====== Supplied data ======

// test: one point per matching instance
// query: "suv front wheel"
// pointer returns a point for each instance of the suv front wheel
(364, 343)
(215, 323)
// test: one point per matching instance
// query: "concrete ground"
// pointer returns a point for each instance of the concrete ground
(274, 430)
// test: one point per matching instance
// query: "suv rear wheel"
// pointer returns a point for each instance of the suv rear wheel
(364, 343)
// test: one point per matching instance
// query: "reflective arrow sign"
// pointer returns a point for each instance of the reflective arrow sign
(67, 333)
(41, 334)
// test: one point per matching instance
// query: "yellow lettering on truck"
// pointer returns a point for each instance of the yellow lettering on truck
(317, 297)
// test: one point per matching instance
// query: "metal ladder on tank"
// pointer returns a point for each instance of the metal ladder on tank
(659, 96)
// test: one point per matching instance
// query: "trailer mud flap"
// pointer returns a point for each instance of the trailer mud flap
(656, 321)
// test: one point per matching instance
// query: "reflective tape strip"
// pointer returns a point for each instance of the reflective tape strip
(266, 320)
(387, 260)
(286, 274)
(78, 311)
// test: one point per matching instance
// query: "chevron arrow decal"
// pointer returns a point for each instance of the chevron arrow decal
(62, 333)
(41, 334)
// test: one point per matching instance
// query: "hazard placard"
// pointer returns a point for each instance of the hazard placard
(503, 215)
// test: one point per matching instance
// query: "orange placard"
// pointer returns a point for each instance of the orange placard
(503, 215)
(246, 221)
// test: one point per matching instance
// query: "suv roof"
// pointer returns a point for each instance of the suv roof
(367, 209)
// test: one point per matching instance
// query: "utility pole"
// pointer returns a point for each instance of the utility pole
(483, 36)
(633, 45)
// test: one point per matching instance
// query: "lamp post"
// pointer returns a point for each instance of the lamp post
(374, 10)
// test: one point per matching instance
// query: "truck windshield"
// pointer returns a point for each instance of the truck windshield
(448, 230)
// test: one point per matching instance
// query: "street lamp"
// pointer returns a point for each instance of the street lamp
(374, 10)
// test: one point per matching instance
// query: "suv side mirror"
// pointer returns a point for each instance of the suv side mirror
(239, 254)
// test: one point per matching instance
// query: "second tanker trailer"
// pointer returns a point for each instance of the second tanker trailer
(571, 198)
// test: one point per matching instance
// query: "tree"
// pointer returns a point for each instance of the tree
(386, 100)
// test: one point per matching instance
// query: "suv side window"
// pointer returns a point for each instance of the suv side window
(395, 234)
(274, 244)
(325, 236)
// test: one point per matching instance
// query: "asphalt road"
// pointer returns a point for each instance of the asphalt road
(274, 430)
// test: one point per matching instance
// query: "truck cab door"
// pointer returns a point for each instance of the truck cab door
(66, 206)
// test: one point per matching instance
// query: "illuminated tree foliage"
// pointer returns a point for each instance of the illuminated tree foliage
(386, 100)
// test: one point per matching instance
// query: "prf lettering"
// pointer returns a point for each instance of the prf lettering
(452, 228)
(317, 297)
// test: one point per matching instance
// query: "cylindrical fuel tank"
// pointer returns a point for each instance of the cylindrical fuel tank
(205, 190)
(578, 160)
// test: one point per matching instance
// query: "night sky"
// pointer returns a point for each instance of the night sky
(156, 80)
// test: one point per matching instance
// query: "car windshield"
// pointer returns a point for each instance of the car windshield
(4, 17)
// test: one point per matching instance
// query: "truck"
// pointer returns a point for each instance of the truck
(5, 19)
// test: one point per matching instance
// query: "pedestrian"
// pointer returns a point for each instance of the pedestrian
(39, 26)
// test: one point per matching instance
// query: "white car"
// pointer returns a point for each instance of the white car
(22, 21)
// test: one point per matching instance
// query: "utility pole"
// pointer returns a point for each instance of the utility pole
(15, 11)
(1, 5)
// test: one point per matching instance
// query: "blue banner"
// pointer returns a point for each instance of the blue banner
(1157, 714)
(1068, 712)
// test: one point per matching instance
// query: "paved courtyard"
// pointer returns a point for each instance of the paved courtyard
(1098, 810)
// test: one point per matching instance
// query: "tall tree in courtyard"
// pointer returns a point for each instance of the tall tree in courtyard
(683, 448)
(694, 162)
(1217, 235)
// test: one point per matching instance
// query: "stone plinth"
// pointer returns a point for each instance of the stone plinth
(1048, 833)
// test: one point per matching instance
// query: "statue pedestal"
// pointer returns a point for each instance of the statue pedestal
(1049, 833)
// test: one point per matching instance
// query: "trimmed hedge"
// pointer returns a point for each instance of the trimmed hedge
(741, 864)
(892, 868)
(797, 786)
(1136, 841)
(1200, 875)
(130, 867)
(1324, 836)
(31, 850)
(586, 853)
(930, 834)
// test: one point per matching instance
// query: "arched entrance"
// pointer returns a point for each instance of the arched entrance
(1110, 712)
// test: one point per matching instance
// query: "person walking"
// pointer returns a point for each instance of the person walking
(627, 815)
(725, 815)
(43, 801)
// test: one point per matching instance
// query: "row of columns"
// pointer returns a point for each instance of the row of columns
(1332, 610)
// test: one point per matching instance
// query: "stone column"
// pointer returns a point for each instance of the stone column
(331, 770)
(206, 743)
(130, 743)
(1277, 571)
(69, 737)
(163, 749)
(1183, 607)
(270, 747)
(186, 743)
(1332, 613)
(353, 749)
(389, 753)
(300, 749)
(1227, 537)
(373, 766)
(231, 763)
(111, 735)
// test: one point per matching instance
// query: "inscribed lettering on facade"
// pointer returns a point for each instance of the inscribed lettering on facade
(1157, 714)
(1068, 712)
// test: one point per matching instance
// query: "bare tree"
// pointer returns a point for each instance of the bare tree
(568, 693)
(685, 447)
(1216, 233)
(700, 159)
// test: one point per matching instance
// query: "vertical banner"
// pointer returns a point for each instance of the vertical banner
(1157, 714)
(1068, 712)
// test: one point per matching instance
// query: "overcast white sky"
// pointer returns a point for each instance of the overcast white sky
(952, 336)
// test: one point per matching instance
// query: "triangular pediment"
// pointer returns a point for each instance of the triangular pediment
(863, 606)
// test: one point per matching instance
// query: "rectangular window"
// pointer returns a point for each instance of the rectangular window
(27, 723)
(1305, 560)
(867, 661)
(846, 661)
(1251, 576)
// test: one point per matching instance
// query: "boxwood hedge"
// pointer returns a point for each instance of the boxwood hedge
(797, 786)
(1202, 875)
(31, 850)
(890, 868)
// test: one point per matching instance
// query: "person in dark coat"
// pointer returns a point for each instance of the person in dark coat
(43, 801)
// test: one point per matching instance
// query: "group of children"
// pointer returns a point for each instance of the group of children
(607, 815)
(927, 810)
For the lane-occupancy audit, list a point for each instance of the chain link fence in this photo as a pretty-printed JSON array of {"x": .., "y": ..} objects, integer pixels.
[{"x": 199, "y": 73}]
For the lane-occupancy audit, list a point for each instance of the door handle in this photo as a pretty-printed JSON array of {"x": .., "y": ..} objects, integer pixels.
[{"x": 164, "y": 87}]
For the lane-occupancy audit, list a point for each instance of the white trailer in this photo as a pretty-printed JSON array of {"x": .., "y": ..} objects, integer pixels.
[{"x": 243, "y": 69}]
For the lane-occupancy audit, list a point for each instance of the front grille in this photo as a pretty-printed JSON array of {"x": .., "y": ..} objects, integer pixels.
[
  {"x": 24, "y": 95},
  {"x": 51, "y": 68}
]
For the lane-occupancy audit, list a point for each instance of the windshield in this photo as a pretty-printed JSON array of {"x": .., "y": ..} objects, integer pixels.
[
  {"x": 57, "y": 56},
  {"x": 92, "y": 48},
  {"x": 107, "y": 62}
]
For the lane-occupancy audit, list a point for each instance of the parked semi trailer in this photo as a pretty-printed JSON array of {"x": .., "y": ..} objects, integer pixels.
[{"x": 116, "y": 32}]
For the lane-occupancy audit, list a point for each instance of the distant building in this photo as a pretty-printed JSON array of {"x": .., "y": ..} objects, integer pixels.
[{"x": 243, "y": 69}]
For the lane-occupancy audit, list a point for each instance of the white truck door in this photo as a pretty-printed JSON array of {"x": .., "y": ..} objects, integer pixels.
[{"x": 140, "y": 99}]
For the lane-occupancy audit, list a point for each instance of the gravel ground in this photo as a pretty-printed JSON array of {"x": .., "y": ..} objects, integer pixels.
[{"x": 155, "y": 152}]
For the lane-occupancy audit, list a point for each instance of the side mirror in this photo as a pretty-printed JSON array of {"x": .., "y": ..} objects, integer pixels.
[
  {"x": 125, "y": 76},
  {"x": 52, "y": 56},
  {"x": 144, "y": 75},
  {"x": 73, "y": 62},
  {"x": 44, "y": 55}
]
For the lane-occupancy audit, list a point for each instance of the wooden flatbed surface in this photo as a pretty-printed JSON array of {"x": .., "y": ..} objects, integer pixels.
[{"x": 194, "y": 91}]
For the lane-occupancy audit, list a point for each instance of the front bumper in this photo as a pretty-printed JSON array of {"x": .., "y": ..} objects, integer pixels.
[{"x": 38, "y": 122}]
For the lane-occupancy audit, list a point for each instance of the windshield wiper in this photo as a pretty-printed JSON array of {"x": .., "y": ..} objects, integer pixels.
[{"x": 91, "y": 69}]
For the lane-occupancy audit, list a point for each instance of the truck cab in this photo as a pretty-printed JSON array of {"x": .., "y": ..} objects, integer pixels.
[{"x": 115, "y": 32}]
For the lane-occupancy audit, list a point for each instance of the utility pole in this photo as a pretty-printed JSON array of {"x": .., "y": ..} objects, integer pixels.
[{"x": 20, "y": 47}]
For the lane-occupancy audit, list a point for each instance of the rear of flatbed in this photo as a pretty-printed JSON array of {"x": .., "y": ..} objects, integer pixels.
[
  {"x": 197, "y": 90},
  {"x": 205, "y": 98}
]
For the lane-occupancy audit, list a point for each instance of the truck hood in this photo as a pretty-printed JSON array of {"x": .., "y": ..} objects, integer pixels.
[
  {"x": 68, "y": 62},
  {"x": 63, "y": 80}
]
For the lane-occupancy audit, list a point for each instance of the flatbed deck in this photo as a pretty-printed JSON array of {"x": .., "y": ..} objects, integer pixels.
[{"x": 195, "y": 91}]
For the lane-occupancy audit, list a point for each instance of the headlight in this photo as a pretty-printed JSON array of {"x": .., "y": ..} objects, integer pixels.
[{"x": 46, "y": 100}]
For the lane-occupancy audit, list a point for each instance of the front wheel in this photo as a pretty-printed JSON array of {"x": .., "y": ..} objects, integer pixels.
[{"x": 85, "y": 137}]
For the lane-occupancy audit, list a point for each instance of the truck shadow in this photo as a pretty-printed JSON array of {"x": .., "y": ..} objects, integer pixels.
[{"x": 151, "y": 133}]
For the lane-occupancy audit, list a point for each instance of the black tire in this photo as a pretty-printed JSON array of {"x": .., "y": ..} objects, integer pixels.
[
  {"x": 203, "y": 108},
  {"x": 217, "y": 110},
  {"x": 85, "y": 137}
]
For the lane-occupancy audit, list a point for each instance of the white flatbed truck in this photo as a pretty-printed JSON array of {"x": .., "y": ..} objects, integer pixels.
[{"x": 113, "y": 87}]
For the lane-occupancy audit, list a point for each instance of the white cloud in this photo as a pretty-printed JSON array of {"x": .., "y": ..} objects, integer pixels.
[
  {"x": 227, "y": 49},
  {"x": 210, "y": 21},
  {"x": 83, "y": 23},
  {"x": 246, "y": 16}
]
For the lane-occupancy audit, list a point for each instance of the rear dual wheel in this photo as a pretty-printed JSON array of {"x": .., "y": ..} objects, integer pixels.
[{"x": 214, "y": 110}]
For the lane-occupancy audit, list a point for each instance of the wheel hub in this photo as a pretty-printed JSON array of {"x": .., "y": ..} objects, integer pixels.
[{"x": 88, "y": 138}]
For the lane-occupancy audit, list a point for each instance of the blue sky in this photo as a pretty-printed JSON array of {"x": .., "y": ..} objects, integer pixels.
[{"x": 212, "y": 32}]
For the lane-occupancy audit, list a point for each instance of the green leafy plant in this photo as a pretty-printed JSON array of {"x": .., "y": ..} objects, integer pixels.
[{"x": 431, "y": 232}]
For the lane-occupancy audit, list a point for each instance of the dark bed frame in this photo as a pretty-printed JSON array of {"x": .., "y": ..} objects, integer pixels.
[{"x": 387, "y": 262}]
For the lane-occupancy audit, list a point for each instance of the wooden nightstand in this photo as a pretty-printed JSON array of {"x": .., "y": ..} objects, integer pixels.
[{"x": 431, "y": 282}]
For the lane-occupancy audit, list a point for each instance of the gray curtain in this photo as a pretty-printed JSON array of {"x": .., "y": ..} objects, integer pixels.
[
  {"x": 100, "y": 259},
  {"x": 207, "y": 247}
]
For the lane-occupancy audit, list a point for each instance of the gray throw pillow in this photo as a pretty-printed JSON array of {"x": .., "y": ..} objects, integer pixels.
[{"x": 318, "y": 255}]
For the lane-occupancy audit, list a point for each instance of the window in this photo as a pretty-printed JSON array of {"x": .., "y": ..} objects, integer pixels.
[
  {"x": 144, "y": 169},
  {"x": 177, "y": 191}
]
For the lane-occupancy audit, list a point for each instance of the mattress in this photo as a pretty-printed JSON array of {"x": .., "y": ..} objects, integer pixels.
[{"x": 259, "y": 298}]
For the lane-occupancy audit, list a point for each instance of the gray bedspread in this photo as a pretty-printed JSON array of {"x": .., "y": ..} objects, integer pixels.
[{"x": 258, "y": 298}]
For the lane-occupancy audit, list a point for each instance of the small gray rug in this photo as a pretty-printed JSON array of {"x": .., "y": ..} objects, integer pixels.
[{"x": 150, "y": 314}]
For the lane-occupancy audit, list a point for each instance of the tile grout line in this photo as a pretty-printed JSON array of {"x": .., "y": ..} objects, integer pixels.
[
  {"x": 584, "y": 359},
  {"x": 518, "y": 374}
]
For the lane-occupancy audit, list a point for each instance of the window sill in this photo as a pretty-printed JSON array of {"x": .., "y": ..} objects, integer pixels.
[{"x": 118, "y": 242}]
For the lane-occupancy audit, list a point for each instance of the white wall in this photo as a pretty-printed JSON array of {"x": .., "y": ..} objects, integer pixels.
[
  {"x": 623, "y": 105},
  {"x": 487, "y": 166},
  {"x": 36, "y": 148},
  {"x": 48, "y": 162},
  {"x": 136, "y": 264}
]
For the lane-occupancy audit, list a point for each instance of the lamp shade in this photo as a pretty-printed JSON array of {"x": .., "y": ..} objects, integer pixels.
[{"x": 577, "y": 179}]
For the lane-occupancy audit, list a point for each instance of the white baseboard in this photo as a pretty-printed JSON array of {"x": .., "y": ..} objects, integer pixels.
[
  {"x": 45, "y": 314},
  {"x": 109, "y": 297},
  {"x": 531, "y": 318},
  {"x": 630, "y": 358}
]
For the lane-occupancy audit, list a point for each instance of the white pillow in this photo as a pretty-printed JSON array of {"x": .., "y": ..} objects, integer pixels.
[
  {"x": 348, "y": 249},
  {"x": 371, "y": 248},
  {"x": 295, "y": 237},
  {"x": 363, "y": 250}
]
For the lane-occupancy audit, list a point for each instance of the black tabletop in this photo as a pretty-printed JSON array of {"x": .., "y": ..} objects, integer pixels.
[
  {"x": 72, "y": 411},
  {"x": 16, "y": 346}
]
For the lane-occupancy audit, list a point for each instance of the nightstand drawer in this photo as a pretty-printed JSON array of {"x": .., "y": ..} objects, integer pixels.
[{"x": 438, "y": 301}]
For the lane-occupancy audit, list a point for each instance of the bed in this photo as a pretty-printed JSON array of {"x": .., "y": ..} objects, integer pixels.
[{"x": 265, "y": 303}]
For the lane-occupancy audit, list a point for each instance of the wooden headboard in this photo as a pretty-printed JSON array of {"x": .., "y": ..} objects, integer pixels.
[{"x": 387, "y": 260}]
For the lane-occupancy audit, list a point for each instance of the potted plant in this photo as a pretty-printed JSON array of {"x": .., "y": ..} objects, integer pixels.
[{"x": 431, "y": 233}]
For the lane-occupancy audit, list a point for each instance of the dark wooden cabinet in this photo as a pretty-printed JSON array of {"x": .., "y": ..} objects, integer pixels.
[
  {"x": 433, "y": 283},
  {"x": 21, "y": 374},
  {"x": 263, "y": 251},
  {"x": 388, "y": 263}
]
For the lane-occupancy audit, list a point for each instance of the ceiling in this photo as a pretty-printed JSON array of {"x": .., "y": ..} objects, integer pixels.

======

▸ **Required task**
Find the line containing "the white pillow" in the material above. Print it and every line after it through the end, exactly and only those.

▸ **Result of this exercise**
For the lane-occupancy audit, list a point for each instance of the white pillow in this photo as a pretty-printed JSON array of {"x": .., "y": ..} objects, integer pixels.
[
  {"x": 348, "y": 249},
  {"x": 371, "y": 248},
  {"x": 295, "y": 237},
  {"x": 363, "y": 250}
]
For the lane-occupancy audit, list a point for each instance of the black tabletop in this photo as a pretty-printed JSON array of {"x": .., "y": ..} objects, integer pixels.
[
  {"x": 72, "y": 411},
  {"x": 16, "y": 346}
]
For the lane-occupancy audit, list a point for each instance of the nightstand drawer in this photo as a pretty-printed JSON array of {"x": .., "y": ..} objects, integer pixels.
[{"x": 438, "y": 301}]
For the lane-occupancy audit, list a point for each instance of the bed in this photo as a pretty-printed JSON array of {"x": .., "y": ..} objects, integer pixels.
[{"x": 265, "y": 303}]
For the lane-occupancy audit, list a point for each instance of the wooden headboard in this photo as a pretty-printed JSON array of {"x": .., "y": ..} objects, integer pixels.
[{"x": 387, "y": 260}]
For the lane-occupancy audit, list a point for each instance of the potted plant in this photo as a pretty-printed JSON array of {"x": .., "y": ..} objects, integer pixels.
[{"x": 431, "y": 233}]
For the lane-occupancy audit, list a point for each instance of the dark wooden cabinet in this photo as a pretty-printed JSON array of {"x": .., "y": ..} objects, integer pixels.
[
  {"x": 433, "y": 283},
  {"x": 21, "y": 374},
  {"x": 263, "y": 251},
  {"x": 388, "y": 263}
]
For the lane-occupancy audit, list a point for each instance of the ceiling in this photo as a pretty-printed JSON array of {"x": .., "y": ..} objects, integer pixels.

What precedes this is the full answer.